» **What you should do**: Please return every record exactly, with no pictures included.

» **Input data**:
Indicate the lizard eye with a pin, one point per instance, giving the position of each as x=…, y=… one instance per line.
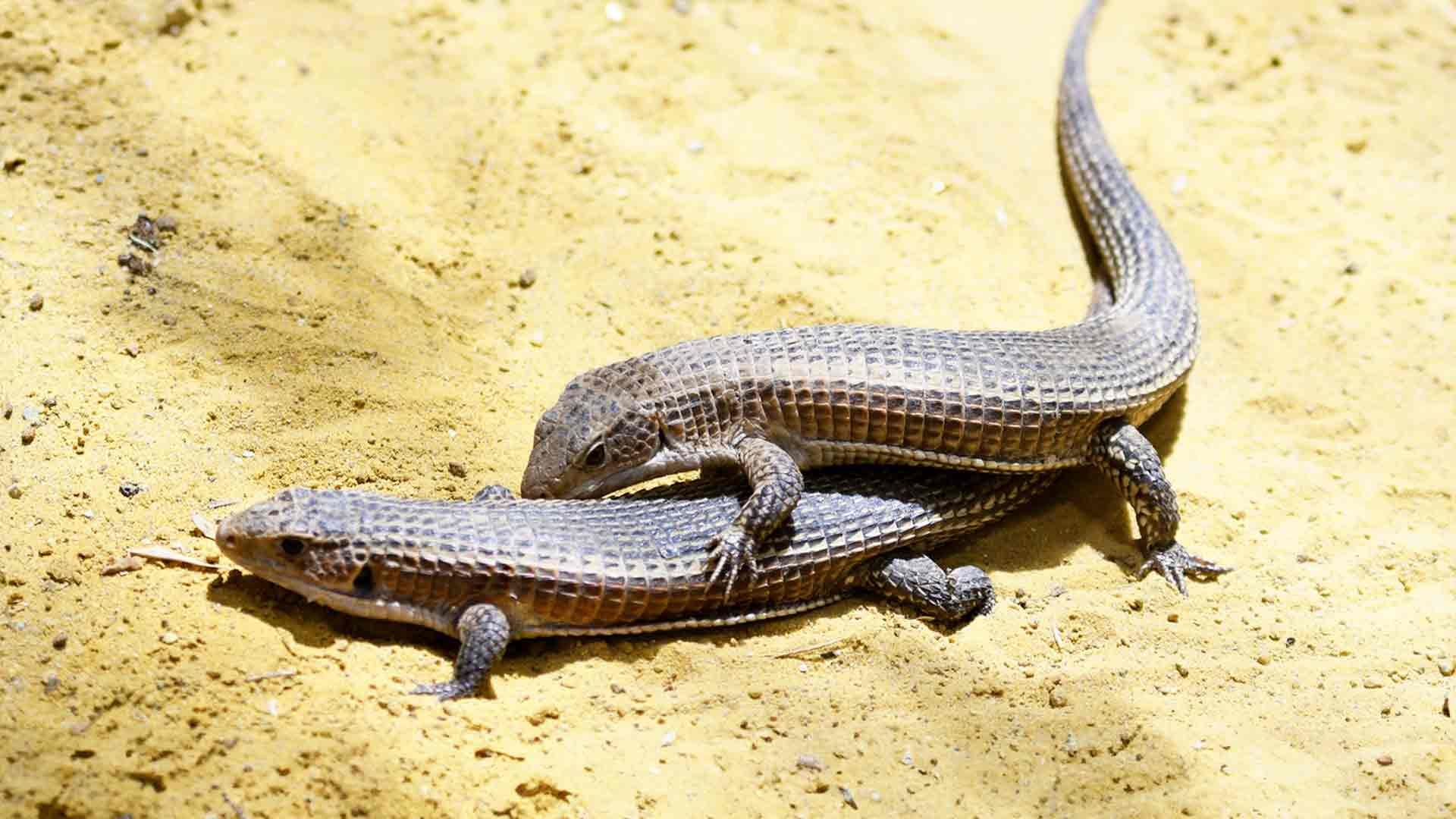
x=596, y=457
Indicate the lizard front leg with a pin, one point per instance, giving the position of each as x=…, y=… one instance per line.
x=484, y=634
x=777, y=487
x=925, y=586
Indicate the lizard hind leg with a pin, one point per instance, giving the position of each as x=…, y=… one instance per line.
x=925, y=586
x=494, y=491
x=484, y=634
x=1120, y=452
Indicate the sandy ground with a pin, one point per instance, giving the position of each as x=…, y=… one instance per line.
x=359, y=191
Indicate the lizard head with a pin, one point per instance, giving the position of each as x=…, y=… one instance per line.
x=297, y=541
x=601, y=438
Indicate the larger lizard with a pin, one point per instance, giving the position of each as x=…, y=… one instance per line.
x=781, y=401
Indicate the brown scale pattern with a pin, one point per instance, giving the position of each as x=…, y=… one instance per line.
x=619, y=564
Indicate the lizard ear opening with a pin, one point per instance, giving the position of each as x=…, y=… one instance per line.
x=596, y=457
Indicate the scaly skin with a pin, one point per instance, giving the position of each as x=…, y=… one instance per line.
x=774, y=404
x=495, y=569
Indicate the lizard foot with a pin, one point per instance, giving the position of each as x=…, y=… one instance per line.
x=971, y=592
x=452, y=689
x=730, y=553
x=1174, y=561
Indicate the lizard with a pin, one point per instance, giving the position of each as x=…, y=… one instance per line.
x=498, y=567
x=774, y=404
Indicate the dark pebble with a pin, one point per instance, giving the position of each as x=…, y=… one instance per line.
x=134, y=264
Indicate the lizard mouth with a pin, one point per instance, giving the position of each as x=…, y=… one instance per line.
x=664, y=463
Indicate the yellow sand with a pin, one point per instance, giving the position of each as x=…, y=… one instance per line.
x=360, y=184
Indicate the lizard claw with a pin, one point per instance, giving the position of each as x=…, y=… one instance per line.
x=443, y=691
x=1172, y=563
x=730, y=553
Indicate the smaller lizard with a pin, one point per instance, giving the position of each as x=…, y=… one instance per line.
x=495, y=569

» **The completed task**:
Indicate the lizard eye with a pin, one point per instance, giving the position of each as x=…, y=… one instance per line.
x=596, y=457
Indicate the lizard front leg with a pin, one point per instance, giving the position of each as x=…, y=… one instance per line.
x=484, y=634
x=777, y=487
x=925, y=586
Indicate the lizard hind leg with a pin, one point per instance, giving the position of each as x=…, y=… one instance per line.
x=925, y=586
x=494, y=491
x=484, y=634
x=1120, y=452
Indicate the sandy ground with a pin, one point per instance, giving the position of each as x=…, y=… one instance per line.
x=359, y=191
Indicate the lizard head with a pin, one point per instance, giving the position of each as x=…, y=… one instance per line.
x=297, y=541
x=601, y=438
Indicate the larger lizard with a pin, one point per instance, giving the position of each as x=…, y=… one instance per line.
x=781, y=401
Indicate the brown scale pattern with a pin, one point per instance, giving the position of each as x=…, y=… one instance per line.
x=619, y=564
Indicate the lizard ear opening with a pin, one point per instance, giving the position of each as x=…, y=… one instance per line.
x=596, y=457
Indicate the scaly skin with a pin, one point per instance, giving the position of each as x=…, y=… one instance per line.
x=774, y=404
x=495, y=569
Indicate the lizard foot with a pin, one point per instance, giving the position of each as x=…, y=… one instance per line.
x=971, y=592
x=452, y=689
x=730, y=553
x=1174, y=561
Indicate the lizard with a pin, one point per instance, giving the position of each as x=…, y=… one instance per line.
x=498, y=567
x=774, y=404
Indicate the dark pebble with a pin, one point per instance, giving the position of each as x=…, y=… one instance per line.
x=134, y=264
Indicate the lizard mouth with a pin, one point per instance, giving the position of each as x=…, y=… one instance per line.
x=664, y=463
Indicate the yellow sand with a pin, one point per instance, giving the position of each as x=…, y=… one instance per line.
x=360, y=184
Indicate the lizard claw with a pin, one point per instance, giving the position of each as x=…, y=… one instance per line.
x=443, y=691
x=1172, y=563
x=730, y=553
Indicate the smaller lizard with a pin, one point per instance, giving the position of each as x=…, y=… one instance per line.
x=495, y=569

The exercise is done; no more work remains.